## STATED PROBLEM:
Please count the lines in the data below that contain the string "dark", treating uppercase and lowercase as different. Give only the number.

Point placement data
──────────────────────────────
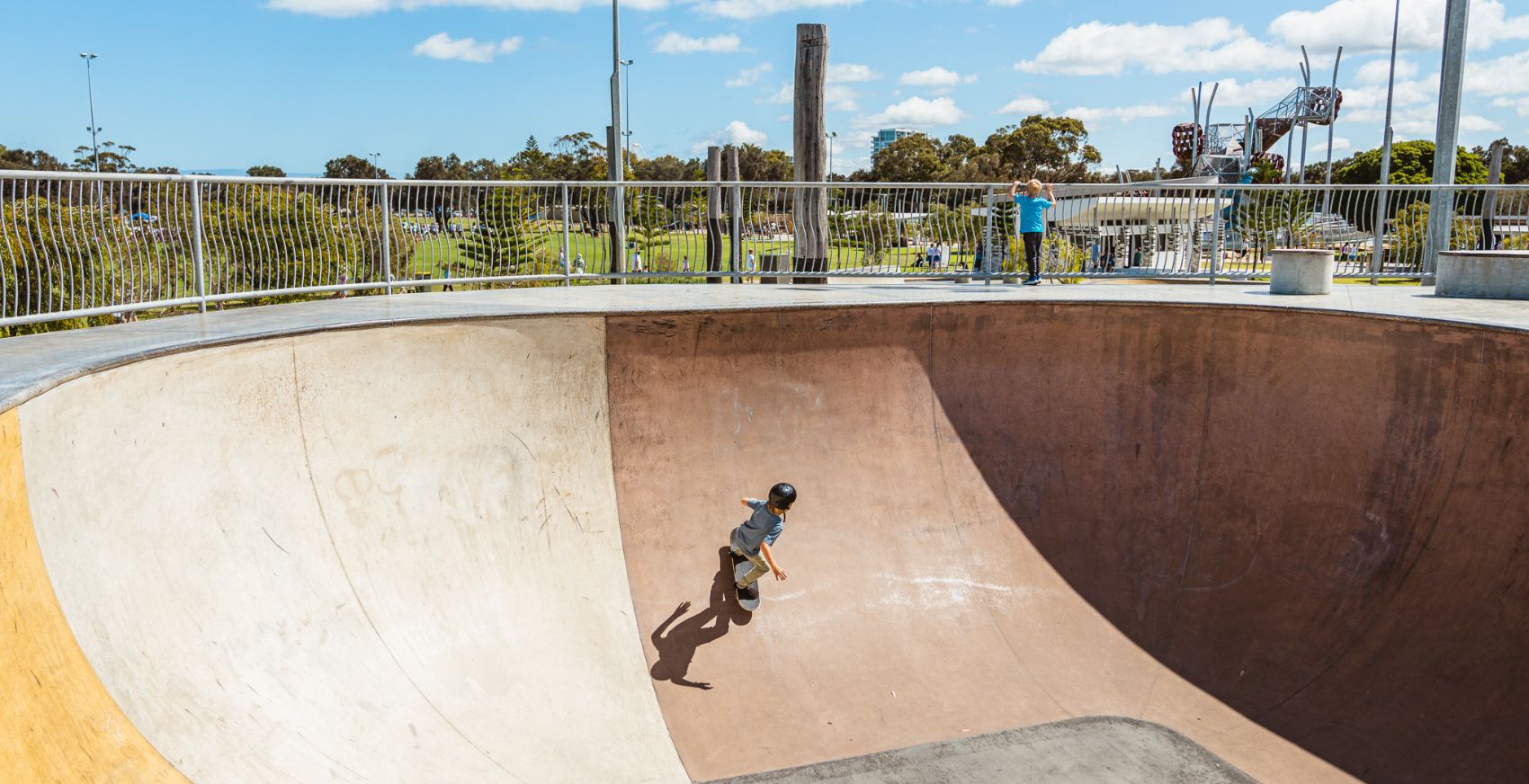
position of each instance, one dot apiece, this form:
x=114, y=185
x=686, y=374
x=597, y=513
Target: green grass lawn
x=668, y=251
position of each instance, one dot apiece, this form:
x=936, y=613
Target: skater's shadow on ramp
x=676, y=641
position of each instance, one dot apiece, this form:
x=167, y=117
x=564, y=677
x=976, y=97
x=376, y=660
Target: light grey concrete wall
x=1483, y=274
x=1301, y=271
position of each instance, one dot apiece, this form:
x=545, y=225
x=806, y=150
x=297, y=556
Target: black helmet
x=782, y=495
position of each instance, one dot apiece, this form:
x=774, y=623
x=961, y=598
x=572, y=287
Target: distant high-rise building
x=887, y=137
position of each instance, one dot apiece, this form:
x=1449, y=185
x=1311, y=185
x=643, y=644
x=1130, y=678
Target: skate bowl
x=1221, y=539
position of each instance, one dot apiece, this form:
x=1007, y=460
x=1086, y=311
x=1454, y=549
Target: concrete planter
x=1483, y=274
x=1301, y=271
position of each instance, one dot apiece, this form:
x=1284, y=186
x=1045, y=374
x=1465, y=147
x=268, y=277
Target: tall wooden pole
x=810, y=205
x=1452, y=81
x=714, y=224
x=1494, y=174
x=734, y=211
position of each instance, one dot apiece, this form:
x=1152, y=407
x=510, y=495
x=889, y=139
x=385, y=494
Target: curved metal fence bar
x=81, y=248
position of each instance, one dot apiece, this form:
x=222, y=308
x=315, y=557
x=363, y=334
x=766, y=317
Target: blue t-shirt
x=1033, y=213
x=762, y=526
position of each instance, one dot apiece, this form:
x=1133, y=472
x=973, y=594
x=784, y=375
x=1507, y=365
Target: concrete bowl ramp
x=1035, y=541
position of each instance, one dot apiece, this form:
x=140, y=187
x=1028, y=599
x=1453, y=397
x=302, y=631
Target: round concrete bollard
x=1301, y=271
x=1483, y=274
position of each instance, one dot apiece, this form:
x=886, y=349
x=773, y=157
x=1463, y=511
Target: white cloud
x=1426, y=126
x=1365, y=25
x=840, y=98
x=736, y=132
x=764, y=8
x=1024, y=104
x=1517, y=104
x=1238, y=96
x=1503, y=76
x=917, y=111
x=934, y=76
x=1096, y=48
x=443, y=46
x=675, y=43
x=362, y=8
x=1122, y=113
x=849, y=74
x=1378, y=71
x=1367, y=102
x=751, y=76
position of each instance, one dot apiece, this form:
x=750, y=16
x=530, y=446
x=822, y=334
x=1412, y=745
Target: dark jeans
x=1033, y=251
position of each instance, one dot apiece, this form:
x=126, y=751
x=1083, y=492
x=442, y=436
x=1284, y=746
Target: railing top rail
x=1066, y=188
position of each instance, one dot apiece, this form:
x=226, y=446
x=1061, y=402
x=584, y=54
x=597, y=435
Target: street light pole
x=95, y=148
x=627, y=132
x=616, y=170
x=1386, y=155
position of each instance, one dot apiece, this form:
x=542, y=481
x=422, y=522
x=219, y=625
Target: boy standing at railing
x=1033, y=224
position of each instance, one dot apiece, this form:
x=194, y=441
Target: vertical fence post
x=1378, y=251
x=198, y=260
x=568, y=249
x=1216, y=236
x=387, y=245
x=987, y=237
x=738, y=231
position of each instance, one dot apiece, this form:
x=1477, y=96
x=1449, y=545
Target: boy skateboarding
x=751, y=541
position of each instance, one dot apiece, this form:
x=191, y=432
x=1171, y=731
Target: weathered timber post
x=714, y=224
x=810, y=205
x=616, y=213
x=1494, y=174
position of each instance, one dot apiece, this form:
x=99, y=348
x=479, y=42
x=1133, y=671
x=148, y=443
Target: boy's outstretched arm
x=769, y=558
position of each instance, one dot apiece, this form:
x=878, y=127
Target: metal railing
x=94, y=246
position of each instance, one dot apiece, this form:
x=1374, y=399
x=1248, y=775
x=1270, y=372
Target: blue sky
x=294, y=83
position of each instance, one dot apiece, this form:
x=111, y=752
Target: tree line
x=1048, y=148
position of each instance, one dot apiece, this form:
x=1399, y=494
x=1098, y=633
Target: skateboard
x=740, y=567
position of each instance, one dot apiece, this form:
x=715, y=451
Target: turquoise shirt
x=1033, y=213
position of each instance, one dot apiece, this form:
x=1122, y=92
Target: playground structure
x=1228, y=150
x=1231, y=152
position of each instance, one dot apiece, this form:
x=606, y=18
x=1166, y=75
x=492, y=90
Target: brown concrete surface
x=1295, y=539
x=57, y=722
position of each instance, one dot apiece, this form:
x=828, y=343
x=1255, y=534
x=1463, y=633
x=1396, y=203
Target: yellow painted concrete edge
x=57, y=720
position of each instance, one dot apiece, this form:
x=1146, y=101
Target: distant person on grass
x=753, y=539
x=1033, y=224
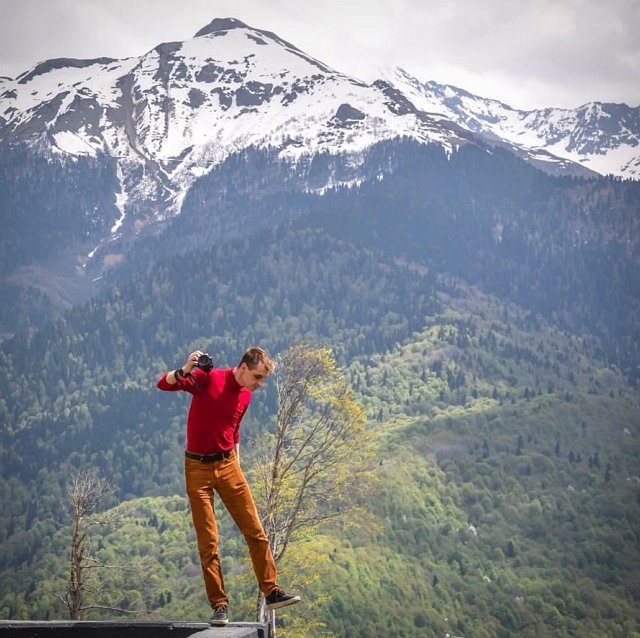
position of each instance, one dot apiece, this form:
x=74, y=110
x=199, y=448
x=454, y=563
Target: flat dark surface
x=124, y=629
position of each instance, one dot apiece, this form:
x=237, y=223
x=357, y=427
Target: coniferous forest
x=486, y=316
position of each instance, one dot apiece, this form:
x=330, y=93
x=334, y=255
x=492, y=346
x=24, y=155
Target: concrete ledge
x=125, y=629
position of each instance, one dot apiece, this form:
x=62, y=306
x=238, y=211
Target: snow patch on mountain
x=604, y=138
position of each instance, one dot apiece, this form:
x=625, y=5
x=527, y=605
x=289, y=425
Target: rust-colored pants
x=227, y=479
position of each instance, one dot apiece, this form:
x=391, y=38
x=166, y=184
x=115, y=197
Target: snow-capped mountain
x=176, y=112
x=125, y=141
x=604, y=138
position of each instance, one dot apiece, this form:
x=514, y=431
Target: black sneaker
x=279, y=598
x=220, y=615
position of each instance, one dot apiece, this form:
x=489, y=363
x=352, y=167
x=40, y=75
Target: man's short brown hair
x=255, y=355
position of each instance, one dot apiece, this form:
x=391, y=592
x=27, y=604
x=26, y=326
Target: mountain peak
x=221, y=24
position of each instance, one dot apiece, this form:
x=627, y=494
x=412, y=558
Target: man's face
x=251, y=379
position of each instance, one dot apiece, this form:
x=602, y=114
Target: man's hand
x=191, y=361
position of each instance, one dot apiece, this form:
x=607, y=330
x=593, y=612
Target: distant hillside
x=509, y=455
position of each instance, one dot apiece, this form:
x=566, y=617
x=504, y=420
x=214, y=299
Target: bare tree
x=85, y=490
x=317, y=465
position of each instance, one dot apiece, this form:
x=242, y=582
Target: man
x=220, y=398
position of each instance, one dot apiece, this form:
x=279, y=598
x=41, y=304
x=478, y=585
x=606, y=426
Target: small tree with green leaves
x=317, y=465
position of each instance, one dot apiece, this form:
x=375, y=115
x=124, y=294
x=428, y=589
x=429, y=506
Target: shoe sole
x=284, y=603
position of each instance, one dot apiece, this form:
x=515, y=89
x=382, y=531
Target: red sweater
x=217, y=406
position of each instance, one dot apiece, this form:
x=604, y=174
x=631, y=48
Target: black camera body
x=205, y=362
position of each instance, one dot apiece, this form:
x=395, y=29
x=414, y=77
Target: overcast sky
x=527, y=53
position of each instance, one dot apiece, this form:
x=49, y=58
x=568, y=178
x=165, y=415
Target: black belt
x=208, y=458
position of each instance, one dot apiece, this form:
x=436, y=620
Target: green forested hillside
x=509, y=483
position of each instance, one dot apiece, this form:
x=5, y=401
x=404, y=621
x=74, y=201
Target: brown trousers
x=227, y=479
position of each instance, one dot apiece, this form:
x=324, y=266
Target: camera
x=205, y=362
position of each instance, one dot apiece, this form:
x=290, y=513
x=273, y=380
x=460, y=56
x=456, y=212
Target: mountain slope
x=604, y=138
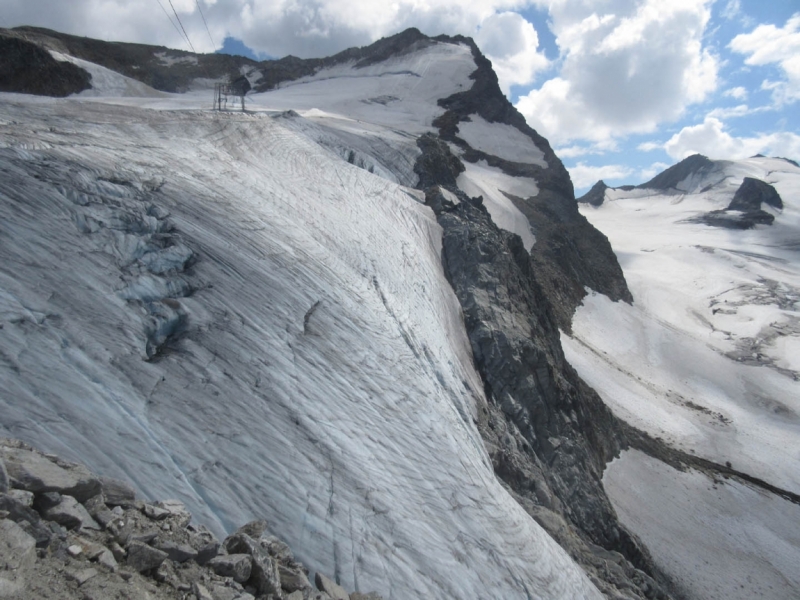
──────────────────────────────
## WRITTEN RESPONSE:
2